═══ DATASET EXTRACT ═══

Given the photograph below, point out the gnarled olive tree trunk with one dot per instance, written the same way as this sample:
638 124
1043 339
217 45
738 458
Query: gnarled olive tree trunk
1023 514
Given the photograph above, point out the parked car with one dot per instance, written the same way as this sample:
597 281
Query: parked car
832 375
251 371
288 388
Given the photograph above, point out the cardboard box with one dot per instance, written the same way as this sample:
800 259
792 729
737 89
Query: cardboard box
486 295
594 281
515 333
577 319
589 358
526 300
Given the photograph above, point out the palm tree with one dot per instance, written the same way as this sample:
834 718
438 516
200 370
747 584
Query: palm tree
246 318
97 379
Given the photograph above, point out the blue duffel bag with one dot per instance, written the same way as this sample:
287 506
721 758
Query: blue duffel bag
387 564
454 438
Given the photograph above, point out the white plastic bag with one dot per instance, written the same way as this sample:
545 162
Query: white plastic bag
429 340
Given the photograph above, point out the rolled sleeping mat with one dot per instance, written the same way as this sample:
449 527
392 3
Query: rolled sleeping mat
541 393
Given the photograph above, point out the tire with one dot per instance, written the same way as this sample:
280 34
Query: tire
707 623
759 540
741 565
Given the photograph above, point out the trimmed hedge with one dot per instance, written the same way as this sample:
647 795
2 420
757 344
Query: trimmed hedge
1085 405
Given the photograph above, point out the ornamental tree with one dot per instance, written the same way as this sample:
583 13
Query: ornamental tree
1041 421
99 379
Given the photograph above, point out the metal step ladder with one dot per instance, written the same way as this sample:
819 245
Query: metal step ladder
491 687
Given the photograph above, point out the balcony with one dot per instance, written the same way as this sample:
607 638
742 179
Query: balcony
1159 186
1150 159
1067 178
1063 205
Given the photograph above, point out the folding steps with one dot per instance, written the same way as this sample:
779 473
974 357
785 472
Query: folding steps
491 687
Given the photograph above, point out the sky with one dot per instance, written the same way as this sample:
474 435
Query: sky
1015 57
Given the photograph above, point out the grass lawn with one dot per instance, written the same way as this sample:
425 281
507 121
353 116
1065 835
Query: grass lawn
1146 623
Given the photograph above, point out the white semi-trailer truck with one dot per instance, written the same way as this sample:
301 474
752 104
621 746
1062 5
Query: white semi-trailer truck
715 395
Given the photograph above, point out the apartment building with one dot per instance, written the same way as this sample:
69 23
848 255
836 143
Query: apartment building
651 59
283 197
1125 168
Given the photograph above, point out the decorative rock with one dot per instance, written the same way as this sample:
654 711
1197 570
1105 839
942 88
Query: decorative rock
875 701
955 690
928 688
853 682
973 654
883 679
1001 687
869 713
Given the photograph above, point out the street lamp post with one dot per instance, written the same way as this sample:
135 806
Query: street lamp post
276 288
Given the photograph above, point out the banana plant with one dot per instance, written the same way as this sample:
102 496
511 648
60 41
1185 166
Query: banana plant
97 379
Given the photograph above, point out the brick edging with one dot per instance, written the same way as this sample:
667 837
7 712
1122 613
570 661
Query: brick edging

═══

Please recast everything from the line containing "Given the photograph above, point out the white semi-trailer" down to the end of the data above as a numbered list, leaving out any blank lines.

• **PROBLEM SOLUTION**:
1. Given the photograph above, point out the white semi-trailer truck with one dot per instance, written the same way as this sample:
2. 301 474
3. 752 104
4. 621 746
5. 1062 5
6. Query: white semi-trailer truck
7. 715 395
8. Given the photograph above, point out the apartment building with one dot per instance, written the same way as this sample:
9. 69 23
10. 848 255
11. 836 143
12. Query: apartment building
13. 651 59
14. 283 197
15. 1125 168
16. Given the photograph above, point out the decorative rock with one dot per instance, written the same way as this sample:
17. 654 711
18. 1197 570
19. 1105 839
20. 942 88
21. Query: decorative rock
22. 875 701
23. 955 690
24. 928 688
25. 853 682
26. 973 654
27. 883 679
28. 1001 687
29. 869 713
30. Given the photograph above, point out the street lamp post with one dot per instance, written the same way as this sample:
31. 135 806
32. Query: street lamp post
33. 276 288
34. Given the photograph above, point out the banana plant with one dot per instance, written the same way as this sample:
35. 102 496
36. 511 648
37. 60 41
38. 1185 166
39. Query: banana plant
40. 97 379
41. Given the photograph above, point out the brick edging with one dot per instance, written the same way as this sample:
42. 667 837
43. 7 712
44. 1122 613
45. 570 661
46. Query: brick edging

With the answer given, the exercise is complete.